» **Exercise**
Copy every record below, exactly as written.
··· Supplied records
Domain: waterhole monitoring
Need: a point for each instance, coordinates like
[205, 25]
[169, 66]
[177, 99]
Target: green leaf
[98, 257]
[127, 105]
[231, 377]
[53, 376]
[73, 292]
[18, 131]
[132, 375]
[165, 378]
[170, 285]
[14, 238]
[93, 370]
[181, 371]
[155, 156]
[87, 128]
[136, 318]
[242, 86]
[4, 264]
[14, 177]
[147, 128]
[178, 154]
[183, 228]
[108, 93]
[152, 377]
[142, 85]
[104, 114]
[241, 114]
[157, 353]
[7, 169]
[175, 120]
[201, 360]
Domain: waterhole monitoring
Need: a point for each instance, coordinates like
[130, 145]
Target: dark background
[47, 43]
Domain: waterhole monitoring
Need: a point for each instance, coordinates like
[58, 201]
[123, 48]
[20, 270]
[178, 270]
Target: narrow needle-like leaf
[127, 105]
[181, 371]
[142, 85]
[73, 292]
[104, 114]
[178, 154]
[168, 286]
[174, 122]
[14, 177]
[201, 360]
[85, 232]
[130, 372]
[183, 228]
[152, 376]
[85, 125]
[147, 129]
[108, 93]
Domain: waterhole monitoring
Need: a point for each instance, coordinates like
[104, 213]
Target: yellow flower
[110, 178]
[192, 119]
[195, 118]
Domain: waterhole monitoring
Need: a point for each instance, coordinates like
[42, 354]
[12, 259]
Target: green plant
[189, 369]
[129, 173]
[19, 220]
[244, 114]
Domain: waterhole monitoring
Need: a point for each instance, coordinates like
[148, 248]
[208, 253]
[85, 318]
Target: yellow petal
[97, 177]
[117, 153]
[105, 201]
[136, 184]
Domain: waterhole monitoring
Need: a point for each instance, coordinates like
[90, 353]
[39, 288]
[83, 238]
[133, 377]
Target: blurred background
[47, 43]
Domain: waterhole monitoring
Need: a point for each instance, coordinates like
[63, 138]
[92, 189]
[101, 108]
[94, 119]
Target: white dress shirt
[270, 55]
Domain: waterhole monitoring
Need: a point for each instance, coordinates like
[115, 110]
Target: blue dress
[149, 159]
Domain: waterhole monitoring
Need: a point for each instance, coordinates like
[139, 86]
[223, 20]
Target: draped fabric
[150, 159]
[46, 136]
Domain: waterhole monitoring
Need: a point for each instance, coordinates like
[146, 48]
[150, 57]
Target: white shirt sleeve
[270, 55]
······
» **Answer for this exercise**
Domain: waterhole monitoring
Need: a point for each instance, coordinates like
[205, 25]
[169, 66]
[177, 99]
Target: green leaf
[98, 257]
[127, 105]
[231, 377]
[53, 376]
[73, 292]
[18, 131]
[132, 375]
[165, 378]
[170, 285]
[14, 238]
[93, 370]
[181, 371]
[155, 156]
[87, 128]
[136, 318]
[242, 86]
[4, 264]
[14, 177]
[147, 128]
[178, 154]
[183, 228]
[108, 93]
[152, 377]
[142, 85]
[104, 114]
[241, 114]
[157, 353]
[7, 169]
[175, 120]
[201, 360]
Domain: waterhole monitoring
Need: a point for each instance, coordinates like
[130, 145]
Target: dark background
[47, 43]
Domain: waterhole monitoring
Need: a point for each instance, coordinates like
[58, 201]
[123, 48]
[20, 270]
[178, 270]
Target: narrow needle-like leaf
[127, 105]
[181, 371]
[142, 85]
[73, 292]
[104, 114]
[178, 154]
[168, 286]
[174, 122]
[14, 177]
[201, 360]
[85, 232]
[130, 372]
[183, 228]
[152, 376]
[85, 125]
[147, 129]
[108, 93]
Domain: waterhole monitoring
Need: a point for each instance, coordinates like
[104, 213]
Target: yellow flower
[110, 178]
[192, 119]
[195, 118]
Domain: waterhole monitoring
Need: a point for each instance, coordinates like
[42, 354]
[12, 259]
Target: green plant
[189, 369]
[129, 173]
[19, 220]
[244, 114]
Domain: waterhole monitoring
Need: a point for each instance, coordinates like
[148, 248]
[208, 253]
[85, 318]
Target: yellow petal
[97, 177]
[117, 153]
[105, 201]
[136, 184]
Domain: waterhole monitoring
Need: a point for each instance, coordinates like
[90, 353]
[39, 288]
[83, 238]
[133, 377]
Target: blurred background
[47, 43]
Domain: waterhole monitoring
Need: a point for each instance, coordinates like
[63, 138]
[92, 189]
[101, 108]
[94, 119]
Target: white dress shirt
[270, 55]
Domain: waterhole monitoring
Need: a point for each instance, coordinates like
[115, 110]
Target: blue dress
[149, 159]
Domain: waterhole monitoring
Need: a point for each instance, coordinates like
[139, 86]
[223, 20]
Target: draped fabric
[150, 159]
[46, 136]
Domain: waterhole monitoring
Need: a point for each instance, coordinates like
[146, 48]
[150, 57]
Target: white shirt sleeve
[270, 55]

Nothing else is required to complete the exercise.